Aim:
Rename "User intent" to "Target description" throughout the data below, and reproduce every other line without change.

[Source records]
──────

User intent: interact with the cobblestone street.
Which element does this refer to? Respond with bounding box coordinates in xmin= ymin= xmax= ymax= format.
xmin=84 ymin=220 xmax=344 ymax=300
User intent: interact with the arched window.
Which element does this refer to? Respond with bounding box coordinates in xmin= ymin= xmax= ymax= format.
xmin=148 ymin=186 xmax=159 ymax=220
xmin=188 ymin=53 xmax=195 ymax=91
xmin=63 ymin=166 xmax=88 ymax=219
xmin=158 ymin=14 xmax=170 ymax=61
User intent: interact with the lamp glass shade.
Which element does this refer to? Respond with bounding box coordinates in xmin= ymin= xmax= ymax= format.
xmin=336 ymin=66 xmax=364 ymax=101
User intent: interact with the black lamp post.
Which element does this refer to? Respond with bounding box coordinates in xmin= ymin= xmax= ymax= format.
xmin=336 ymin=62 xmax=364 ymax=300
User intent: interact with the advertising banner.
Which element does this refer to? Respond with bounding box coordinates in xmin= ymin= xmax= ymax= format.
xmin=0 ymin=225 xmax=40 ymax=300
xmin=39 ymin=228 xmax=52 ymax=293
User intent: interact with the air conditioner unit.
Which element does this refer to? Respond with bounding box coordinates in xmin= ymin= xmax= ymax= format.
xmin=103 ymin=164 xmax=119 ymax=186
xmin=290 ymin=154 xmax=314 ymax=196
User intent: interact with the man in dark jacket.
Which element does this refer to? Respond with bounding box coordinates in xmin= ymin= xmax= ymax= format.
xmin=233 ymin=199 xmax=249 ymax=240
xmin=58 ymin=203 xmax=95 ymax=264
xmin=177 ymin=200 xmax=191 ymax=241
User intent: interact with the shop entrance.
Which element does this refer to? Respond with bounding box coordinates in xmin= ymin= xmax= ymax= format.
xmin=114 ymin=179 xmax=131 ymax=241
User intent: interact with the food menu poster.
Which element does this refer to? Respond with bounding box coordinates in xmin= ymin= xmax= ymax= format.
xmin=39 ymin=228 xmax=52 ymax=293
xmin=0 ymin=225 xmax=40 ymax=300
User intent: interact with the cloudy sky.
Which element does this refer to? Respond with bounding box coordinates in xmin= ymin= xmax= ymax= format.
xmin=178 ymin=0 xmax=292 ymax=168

──────

Result for this exercise:
Target description: interact with the cobblestone street.
Which element does this refer to? Respond with bounding box coordinates in xmin= ymin= xmax= ymax= format.
xmin=84 ymin=220 xmax=344 ymax=300
Target description: interact with the arched window.
Which element does this refer to? Respond with bounding box coordinates in xmin= ymin= xmax= ymax= format.
xmin=148 ymin=186 xmax=159 ymax=220
xmin=188 ymin=53 xmax=195 ymax=91
xmin=63 ymin=166 xmax=88 ymax=219
xmin=158 ymin=14 xmax=170 ymax=61
Target description: interact with the lamp glass shade.
Which element does this refer to? Respond with bounding box coordinates in xmin= ymin= xmax= ymax= format.
xmin=336 ymin=66 xmax=364 ymax=101
Target description: interact with the black lamp post.
Which element does this refer to? Respond with bounding box coordinates in xmin= ymin= xmax= ymax= format.
xmin=336 ymin=62 xmax=364 ymax=300
Target description: interact with the advertising banner.
Which element does this refer to? Respond with bounding box coordinates in xmin= ymin= xmax= ymax= format.
xmin=0 ymin=225 xmax=40 ymax=300
xmin=39 ymin=228 xmax=52 ymax=293
Target description: interact with the air conditioner unit.
Which element does this refer to? Respond with bounding box coordinates in xmin= ymin= xmax= ymax= format.
xmin=103 ymin=164 xmax=119 ymax=186
xmin=290 ymin=154 xmax=314 ymax=196
Target description: interact with the man in dark jacket.
Which element does this refer to? Respond with bounding box coordinates in xmin= ymin= xmax= ymax= format.
xmin=233 ymin=199 xmax=249 ymax=240
xmin=58 ymin=203 xmax=95 ymax=264
xmin=177 ymin=200 xmax=191 ymax=241
Target description: interact with the shop entrance.
Which element does this refer to? Respond with bounding box coordinates in xmin= ymin= xmax= ymax= format.
xmin=114 ymin=179 xmax=131 ymax=241
Target description: interact with the food menu poster.
Which element does this refer to? Respond with bounding box coordinates in xmin= ymin= xmax= ymax= format.
xmin=39 ymin=228 xmax=52 ymax=293
xmin=0 ymin=225 xmax=40 ymax=300
Target description: interact with the cloudy sky.
Which element does this refer to? Respond with bounding box coordinates in xmin= ymin= xmax= ymax= format.
xmin=178 ymin=0 xmax=292 ymax=168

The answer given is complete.